Options.EbookSaveOptions mobiSaveOptions = new Options.EbookSaveOptions(Formats.EBookFormats.Mobi);

editor.Save(edited, epubOutputPath, epubSaveOptions);
editor.Save(edited, azw3OutputPath, azw3SaveOptions);
editor.Save(edited, mobiOutputPath, mobiSaveOptions);

// ...
// Don't forget to dispose Editor and EditableDocument when work is done
edited.Dispose();
editor.Dispose();

Saving e-Book files before version 23.4

Note
This section describes the saving of e-book files in the GroupDocs.Editor versions 22.9 - 23.2. From the version 23.4 (inclusive) and newer this description is invalid and source code is not working.

**JOBS:**
1/ Answer these about the GroupDocs.Editor excerpt:
(a) Which e-book format is passed in when mobiSaveOptions is created?
(b) Which two objects does the comment say to dispose of when work is done?
(c) Which GroupDocs.Editor versions does the note say the section describes?
2/ Continue the GroupDocs.Editor excerpt about saving e-book files, picking up right after its final sentence.

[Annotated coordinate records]

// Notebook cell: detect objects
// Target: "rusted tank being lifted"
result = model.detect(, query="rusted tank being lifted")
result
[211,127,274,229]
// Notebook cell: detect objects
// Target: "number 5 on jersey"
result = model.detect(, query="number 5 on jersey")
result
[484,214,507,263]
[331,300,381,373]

==

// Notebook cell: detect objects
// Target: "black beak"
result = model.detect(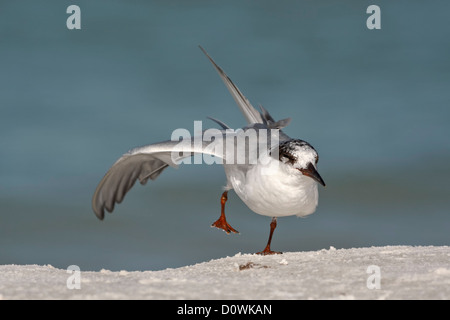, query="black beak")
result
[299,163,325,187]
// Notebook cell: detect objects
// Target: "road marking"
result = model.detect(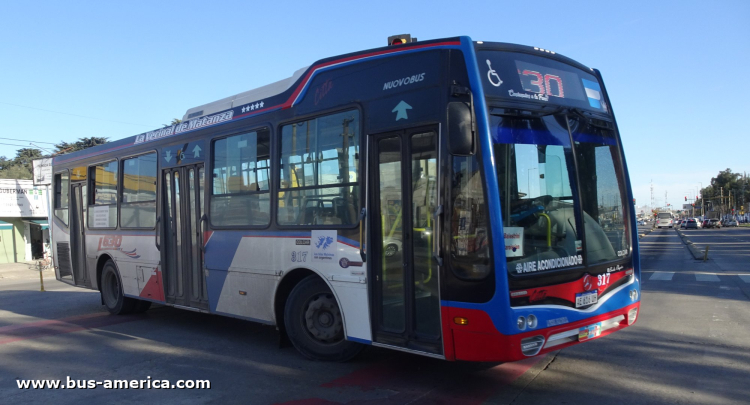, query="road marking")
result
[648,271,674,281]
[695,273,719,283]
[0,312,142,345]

**RESPONSES TO THE EXERCISE:**
1/
(a) Mobi (Formats.EBookFormats.Mobi).
(b) Editor and EditableDocument.
(c) Versions 22.9 through 23.2.

2/
Starting from the version 22.9 and before the version 23.4 the GroupDocs.Editor for .NET was able to save e-books only in AZW3 and ePub formats, while MOBI was not supported on the export. Due to this fact and unlike other format families and unlike a single EbookEditOptions class, which is common for all e-Book formats, there was no single options class for saving into different e-Book formats at that moment. And because the GroupDocs.Editor for .NET has supported saving into AZW3 and ePub, there were distinct save options classes for each of these two formats:

These classes had one common property - a SplitHeadingLevel of the System.Int32 type. This property controls how (if so) to split the content of AZW3 or ePub e-book onto packages in the resultant file. It doesn’t affect the representation of a file, opened in any e-Book reader; rather, it is about an internal structure of the e-Book file. If you dont bother about internal structure of the ePub or AZW3 file, you may leave this property to has the default value.

EpubSaveOptions also has an ExportDocumentProperties boolean property — it controls whether to export built-in and custom document properties inside the resultant IDPF ePub e-Book. If you have no plans to reconvert the resultant ePub to some other format, you may leave it intact — the default false value disables the exporting of the document properties, so the resultant document will be a little bit smaller in size.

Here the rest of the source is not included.